_WHAT TO WORK ON_: What is needed is an exact copy of every line in the listing.

_DATA FOR PROCESSING_:
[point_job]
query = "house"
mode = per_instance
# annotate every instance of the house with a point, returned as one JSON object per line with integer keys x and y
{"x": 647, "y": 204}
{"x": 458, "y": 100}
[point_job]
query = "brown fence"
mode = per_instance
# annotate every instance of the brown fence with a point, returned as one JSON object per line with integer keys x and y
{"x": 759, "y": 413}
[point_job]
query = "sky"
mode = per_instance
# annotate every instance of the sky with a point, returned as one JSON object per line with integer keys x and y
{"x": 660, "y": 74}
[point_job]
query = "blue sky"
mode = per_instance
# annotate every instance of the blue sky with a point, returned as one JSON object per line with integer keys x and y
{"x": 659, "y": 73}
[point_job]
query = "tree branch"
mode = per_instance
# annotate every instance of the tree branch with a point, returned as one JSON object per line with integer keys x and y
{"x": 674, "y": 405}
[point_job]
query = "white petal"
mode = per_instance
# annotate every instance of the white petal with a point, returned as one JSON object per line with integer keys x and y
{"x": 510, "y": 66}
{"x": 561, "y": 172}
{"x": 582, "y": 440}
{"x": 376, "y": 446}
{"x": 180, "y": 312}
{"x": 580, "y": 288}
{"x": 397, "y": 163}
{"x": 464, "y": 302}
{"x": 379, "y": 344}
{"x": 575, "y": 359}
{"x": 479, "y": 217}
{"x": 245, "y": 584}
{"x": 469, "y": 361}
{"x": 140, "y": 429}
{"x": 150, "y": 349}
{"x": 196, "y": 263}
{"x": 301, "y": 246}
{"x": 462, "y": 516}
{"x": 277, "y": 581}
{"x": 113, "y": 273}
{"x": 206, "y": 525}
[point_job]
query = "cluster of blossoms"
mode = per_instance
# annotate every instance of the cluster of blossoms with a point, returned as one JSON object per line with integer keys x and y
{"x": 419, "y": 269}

_FINAL ANSWER_:
[point_job]
query = "house"
mode = per_instance
# annotate every instance of the house with a point, returned as one JSON object per line with integer keys x and y
{"x": 647, "y": 204}
{"x": 458, "y": 100}
[point_job]
query = "brown fence"
mode = per_instance
# annotate every instance of the brown fence with a point, returned as one JSON object per line with integer keys x and y
{"x": 759, "y": 413}
[point_job]
query = "sky"
mode = per_instance
# annotate every instance of the sky with a point, returned as one JSON object per line with integer keys x and y
{"x": 660, "y": 74}
[point_job]
query = "blue sky"
mode = per_instance
# annotate every instance of the blue sky with a point, returned as one JSON object per line with integer keys x and y
{"x": 659, "y": 73}
[point_job]
query = "tree branch"
mode = per_instance
# annotate every instance of the tree branch with a point, returned as one JSON object per line with integer keys x and y
{"x": 674, "y": 405}
[point_job]
query = "white petal"
mode = per_instance
# annotate every instance of the white petal with a point, returned as one JSON object per line with integer keys x and y
{"x": 510, "y": 66}
{"x": 561, "y": 172}
{"x": 582, "y": 440}
{"x": 376, "y": 446}
{"x": 180, "y": 312}
{"x": 580, "y": 288}
{"x": 397, "y": 163}
{"x": 464, "y": 302}
{"x": 379, "y": 344}
{"x": 575, "y": 359}
{"x": 479, "y": 217}
{"x": 245, "y": 584}
{"x": 469, "y": 361}
{"x": 140, "y": 429}
{"x": 150, "y": 349}
{"x": 196, "y": 263}
{"x": 301, "y": 246}
{"x": 462, "y": 516}
{"x": 277, "y": 581}
{"x": 113, "y": 273}
{"x": 206, "y": 525}
[point_job]
query = "cluster of blossoms"
mode = per_instance
# annotate every instance of the cluster of blossoms with a point, returned as one JSON object per line with integer keys x and y
{"x": 419, "y": 269}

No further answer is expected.